_Data for this exercise_
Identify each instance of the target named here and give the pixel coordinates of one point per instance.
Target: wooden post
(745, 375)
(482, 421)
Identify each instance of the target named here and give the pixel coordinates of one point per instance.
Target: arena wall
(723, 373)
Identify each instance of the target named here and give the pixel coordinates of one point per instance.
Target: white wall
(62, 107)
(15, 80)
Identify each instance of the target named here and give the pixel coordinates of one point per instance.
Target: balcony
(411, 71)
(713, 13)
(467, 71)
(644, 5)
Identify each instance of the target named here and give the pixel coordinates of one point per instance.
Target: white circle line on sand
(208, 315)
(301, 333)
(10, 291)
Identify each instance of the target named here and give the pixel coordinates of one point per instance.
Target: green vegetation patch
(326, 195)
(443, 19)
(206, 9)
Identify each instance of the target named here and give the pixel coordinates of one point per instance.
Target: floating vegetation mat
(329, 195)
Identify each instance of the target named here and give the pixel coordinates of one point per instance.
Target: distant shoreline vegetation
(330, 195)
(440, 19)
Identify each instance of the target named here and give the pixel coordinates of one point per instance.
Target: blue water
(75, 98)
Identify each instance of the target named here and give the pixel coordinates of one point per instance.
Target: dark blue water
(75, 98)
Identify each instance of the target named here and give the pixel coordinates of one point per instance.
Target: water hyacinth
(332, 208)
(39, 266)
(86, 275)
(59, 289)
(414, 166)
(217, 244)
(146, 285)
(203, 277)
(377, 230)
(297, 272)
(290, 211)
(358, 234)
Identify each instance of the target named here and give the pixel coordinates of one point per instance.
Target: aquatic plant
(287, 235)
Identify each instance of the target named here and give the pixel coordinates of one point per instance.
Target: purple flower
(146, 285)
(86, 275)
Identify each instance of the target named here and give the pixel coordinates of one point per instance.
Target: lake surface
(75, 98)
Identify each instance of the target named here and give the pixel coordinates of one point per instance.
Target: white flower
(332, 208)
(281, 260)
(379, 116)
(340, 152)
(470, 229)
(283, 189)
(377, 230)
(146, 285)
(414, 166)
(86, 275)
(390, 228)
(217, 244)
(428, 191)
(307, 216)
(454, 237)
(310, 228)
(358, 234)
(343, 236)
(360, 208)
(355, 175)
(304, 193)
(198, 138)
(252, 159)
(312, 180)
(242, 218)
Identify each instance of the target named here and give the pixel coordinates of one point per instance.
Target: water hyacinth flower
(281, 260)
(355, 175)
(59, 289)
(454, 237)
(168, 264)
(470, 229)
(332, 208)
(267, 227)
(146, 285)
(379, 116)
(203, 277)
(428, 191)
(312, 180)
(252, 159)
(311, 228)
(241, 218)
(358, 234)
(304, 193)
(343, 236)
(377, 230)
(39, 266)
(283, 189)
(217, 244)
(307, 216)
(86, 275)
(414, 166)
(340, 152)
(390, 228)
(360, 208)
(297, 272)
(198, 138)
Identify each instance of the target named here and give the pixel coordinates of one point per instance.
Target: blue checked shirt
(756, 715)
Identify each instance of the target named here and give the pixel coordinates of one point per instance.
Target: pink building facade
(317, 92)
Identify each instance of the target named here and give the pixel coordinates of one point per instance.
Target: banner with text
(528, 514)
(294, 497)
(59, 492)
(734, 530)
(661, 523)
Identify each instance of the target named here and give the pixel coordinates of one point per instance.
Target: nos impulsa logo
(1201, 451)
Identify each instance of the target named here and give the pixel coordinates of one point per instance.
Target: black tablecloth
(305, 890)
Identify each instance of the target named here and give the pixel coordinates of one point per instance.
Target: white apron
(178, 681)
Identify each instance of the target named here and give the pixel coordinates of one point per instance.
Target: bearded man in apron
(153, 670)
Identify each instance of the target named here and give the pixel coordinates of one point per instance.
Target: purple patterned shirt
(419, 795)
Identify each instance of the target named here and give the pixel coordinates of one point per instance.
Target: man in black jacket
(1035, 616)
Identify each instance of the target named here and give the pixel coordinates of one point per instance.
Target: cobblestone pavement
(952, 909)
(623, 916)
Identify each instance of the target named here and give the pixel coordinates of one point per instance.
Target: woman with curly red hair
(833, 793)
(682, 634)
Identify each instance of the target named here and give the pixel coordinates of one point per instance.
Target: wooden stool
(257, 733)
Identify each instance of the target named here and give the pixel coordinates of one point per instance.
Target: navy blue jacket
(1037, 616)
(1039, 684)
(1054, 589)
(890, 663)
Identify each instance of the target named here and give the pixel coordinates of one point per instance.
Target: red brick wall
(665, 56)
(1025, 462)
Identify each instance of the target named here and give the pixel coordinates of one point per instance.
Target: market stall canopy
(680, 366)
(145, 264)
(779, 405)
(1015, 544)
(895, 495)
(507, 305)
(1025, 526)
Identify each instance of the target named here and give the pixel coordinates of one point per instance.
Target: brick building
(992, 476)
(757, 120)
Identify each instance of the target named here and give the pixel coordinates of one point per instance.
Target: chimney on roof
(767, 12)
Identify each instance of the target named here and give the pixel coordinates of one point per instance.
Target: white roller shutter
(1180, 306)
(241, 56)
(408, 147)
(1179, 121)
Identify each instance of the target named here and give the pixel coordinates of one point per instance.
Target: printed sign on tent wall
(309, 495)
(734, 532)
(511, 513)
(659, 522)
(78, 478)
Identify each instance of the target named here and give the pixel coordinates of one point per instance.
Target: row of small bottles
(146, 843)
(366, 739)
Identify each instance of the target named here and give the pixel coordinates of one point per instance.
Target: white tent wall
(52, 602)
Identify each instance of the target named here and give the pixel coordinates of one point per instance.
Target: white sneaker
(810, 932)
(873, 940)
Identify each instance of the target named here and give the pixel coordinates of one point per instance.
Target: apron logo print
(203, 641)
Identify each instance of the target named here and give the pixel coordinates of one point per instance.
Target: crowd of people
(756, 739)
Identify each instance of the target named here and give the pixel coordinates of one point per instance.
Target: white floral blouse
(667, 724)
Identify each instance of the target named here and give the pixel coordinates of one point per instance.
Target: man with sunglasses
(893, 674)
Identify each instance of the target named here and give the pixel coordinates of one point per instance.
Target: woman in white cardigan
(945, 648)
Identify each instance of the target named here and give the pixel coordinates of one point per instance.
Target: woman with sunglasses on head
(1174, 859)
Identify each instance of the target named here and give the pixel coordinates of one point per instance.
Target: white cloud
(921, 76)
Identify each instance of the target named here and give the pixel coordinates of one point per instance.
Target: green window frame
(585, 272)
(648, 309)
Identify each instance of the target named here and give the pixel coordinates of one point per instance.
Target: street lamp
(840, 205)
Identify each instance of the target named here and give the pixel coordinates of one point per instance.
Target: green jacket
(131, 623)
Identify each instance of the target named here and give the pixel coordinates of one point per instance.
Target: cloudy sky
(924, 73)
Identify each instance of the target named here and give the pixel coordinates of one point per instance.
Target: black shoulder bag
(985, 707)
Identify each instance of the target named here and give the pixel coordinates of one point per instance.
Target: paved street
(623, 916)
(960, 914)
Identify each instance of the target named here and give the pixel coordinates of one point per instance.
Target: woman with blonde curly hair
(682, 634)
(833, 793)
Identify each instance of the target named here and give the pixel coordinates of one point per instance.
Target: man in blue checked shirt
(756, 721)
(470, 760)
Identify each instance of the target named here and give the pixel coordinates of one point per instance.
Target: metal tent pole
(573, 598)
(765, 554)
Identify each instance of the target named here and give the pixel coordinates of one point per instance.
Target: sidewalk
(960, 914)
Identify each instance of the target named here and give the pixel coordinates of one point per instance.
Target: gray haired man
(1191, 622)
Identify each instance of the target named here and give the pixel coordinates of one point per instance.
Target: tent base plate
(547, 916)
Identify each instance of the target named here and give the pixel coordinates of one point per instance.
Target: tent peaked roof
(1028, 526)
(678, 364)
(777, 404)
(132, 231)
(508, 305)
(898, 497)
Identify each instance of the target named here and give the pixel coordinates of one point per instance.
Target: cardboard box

_Exercise_
Would you please repeat the whole listing exactly as it is?

_Response for this exercise_
Identify each instance of the target named here and give the pixel coordinates of one point per instance.
Target: wooden post
(745, 375)
(482, 421)
Identify each instance of the target named here and give the pixel coordinates of one point per instance.
Target: arena wall
(723, 373)
Identify each instance of the target named here and give the pixel coordinates of one point per instance.
Target: white wall
(62, 107)
(15, 80)
Identify each instance of the target named here and give the pixel coordinates of one point per instance.
Target: balcony
(411, 71)
(713, 13)
(467, 71)
(644, 5)
Identify each instance of the target named here and give the pixel coordinates of one point per instance.
Target: white circle line on sand
(208, 315)
(301, 333)
(10, 291)
Identify each instance of the target named here and give the pixel coordinates of one point per instance.
Target: green vegetation patch
(326, 195)
(443, 19)
(206, 9)
Identify each instance of the target named here and give the pixel coordinates of one point per instance.
Target: floating vegetation mat
(329, 195)
Identify each instance of the target named here and give the pixel coordinates of one point per instance.
Target: distant shoreline vegetation
(330, 195)
(440, 19)
Identify each instance of the target named here and give the pixel coordinates of one point per instance.
Target: blue water
(75, 98)
Identify each instance of the target named here and give the pixel coordinates of one point per instance.
Target: dark blue water
(75, 98)
Identify each instance of the target named here and give the pixel coordinates of one point per instance.
Target: water hyacinth
(332, 208)
(39, 266)
(86, 275)
(59, 289)
(414, 166)
(217, 244)
(146, 285)
(203, 277)
(377, 230)
(297, 272)
(290, 211)
(358, 234)
Identify each instance of the target named here and give the pixel coordinates of one point per instance.
Target: aquatic plant
(287, 235)
Identify each instance of the target named here and give the pixel coordinates of one point per instance.
Target: purple flower
(146, 285)
(86, 275)
Identify each instance of the target named here and give the pixel coordinates of one point per instance.
Target: lake surface
(75, 98)
Identify each instance of the target named here and give the pixel coordinates of one point per instance.
Target: white flower
(332, 208)
(281, 260)
(379, 116)
(340, 152)
(470, 229)
(283, 189)
(377, 230)
(146, 285)
(414, 166)
(86, 275)
(390, 228)
(217, 244)
(428, 191)
(307, 216)
(454, 237)
(310, 228)
(358, 234)
(343, 236)
(360, 208)
(355, 175)
(304, 193)
(198, 138)
(252, 159)
(312, 180)
(242, 218)
Identify each instance of the target named here and give the pixel coordinates of one point per instance.
Target: water hyacinth flower
(281, 260)
(355, 175)
(59, 289)
(454, 237)
(168, 264)
(470, 229)
(332, 208)
(267, 227)
(146, 285)
(379, 116)
(203, 277)
(428, 191)
(312, 180)
(252, 159)
(311, 228)
(241, 218)
(358, 234)
(304, 193)
(343, 236)
(377, 230)
(39, 266)
(283, 189)
(217, 244)
(307, 216)
(86, 275)
(414, 166)
(340, 152)
(390, 228)
(360, 208)
(297, 272)
(198, 138)
Identify each instance of the target named here and give the pixel coordinates of one point per instance.
Target: blue checked shirt
(756, 715)
Identify each instance of the target named here and give the pixel coordinates of one point per instance.
Target: pink building facade
(317, 92)
Identify each instance of the target named here and give the pixel coordinates of one point per instance.
Target: banner with text
(528, 514)
(294, 497)
(59, 492)
(734, 530)
(661, 523)
Identify each instance of the target named here and give the pixel coordinates of one point per instance.
Target: nos impulsa logo
(1201, 451)
Identify each instance of the target named here and give the pixel coordinates of one point per instance.
Target: black tablecloth
(305, 890)
Identify each instance of the target named here and give the pixel coordinates of one point per instance.
Target: white apron
(178, 681)
Identify each instance of the target named here and give the pixel coordinates of one point per instance.
Target: bearded man in apron
(153, 670)
Identify each instance of the target named here and give the pixel coordinates of one point per instance.
Target: purple patterned shirt
(419, 795)
Identify each instance of the target named here and give the pixel coordinates of one point per instance.
Target: man in black jacket
(1035, 616)
Identify each instance of the target named here and give the pixel coordinates of one point per instance.
Target: cobblestone pavement
(952, 909)
(623, 916)
Identify each instance of the target named here and give the pixel coordinates of one point per instance.
Target: woman with curly red hair
(833, 793)
(682, 634)
Identify each instance of the target named here and give the pixel coordinates of one point per instance.
Target: wooden stool
(257, 733)
Identify each instance of the target named here and give the pixel coordinates of one point per instance.
Target: navy blue jacket
(1037, 616)
(1039, 684)
(1054, 589)
(890, 663)
Identify each instance of the target named here and give the pixel coordinates of one point per instance.
Target: red brick wall
(665, 56)
(1025, 462)
Identify each instance of the target named here and give the pixel coordinates of one point per instance.
Target: market stall canopy
(680, 366)
(145, 264)
(779, 405)
(1015, 544)
(895, 495)
(507, 305)
(1025, 526)
Identify each instance of the target named here and give the pixel coordinates of one point per instance.
Target: brick building
(992, 476)
(757, 120)
Identify each instance of the target named here and give the pixel coordinates of one point per instance.
Target: chimney on roof
(767, 12)
Identify each instance of the target named here and give the pixel coordinates of one point per instance.
Target: white roller shutter
(1180, 306)
(241, 56)
(408, 147)
(1179, 121)
Identify each instance of the target named here and give the pixel coordinates of one point per instance.
Target: printed sign on tent wall
(309, 495)
(734, 532)
(511, 513)
(659, 522)
(78, 478)
Identify each instance of the target named here and give the pixel coordinates of one point per instance.
Target: row of small bottles
(146, 843)
(366, 739)
Identify each instance of the target named here and give the pixel coordinates of one point per instance.
Target: white tent wall
(52, 602)
Identify each instance of the target named here and give the pixel coordinates of one point per instance.
Target: white sneaker
(810, 932)
(873, 940)
Identify each instance of the target named here and give the pixel coordinates of one point per instance.
Target: apron logo print
(203, 641)
Identify each instance of the target named here and give the pixel coordinates of one point per instance.
Target: crowd of people
(756, 739)
Identify each instance of the target named here and give the pixel coordinates of one point per instance.
Target: white floral blouse
(667, 724)
Identify each instance of the target named here and give the pixel coordinates of one point per instance.
Target: man with sunglasses
(893, 674)
Identify each instance of the target named here and give the pixel coordinates of one point per instance.
Target: woman in white cardigan
(945, 648)
Identify each instance of the target named here and give the pixel coordinates of one point per instance.
Target: woman with sunglasses on head
(1174, 859)
Identify each instance of the target named here and give the pixel coordinates of one point per instance.
Target: white cloud
(921, 76)
Identify each instance of the target named here and give the pixel coordinates of one point per instance.
Target: green window frame
(585, 272)
(648, 309)
Identify each instance of the target named here and give the pixel coordinates of one point per instance.
Target: street lamp
(840, 205)
Identify each instance of the target named here and give the pixel coordinates of one point per instance.
Target: green jacket
(131, 623)
Identify each instance of the target named here and give the pixel coordinates of one point per instance.
Target: cloudy sky
(924, 73)
Identify each instance of the target named here and give the pixel coordinates of one point per instance.
Target: black shoulder bag
(985, 707)
Identify each instance of the target named here and give the pixel coordinates of one point per instance.
Target: paved street
(623, 916)
(960, 914)
Identify each instance of the target named here and give the pixel coordinates of one point per instance.
Target: woman with blonde curly hair
(682, 634)
(833, 793)
Identify each instance of the target named here and give the pixel coordinates of one point per instance.
Target: man in blue checked shirt
(756, 721)
(470, 760)
Identify each instance of the target named here and give the pixel coordinates of one point per instance.
Target: metal tent pole
(573, 598)
(765, 554)
Identify each instance of the target named here and give the pixel coordinates of one point per instance.
Target: sidewalk
(960, 914)
Identify each instance of the target named here and give the pixel coordinates of one point per instance.
Target: gray haired man
(1191, 622)
Identify each instance of the target named here and give the pixel coordinates of one point per instance.
Target: tent base plate
(547, 916)
Identify each instance of the target named here and give the pixel coordinates of one point per instance.
Target: tent peaked roof
(1028, 526)
(678, 364)
(777, 404)
(132, 231)
(508, 305)
(898, 497)
Identify each instance of the target named here and give the pixel coordinates of one point per instance.
Target: cardboard box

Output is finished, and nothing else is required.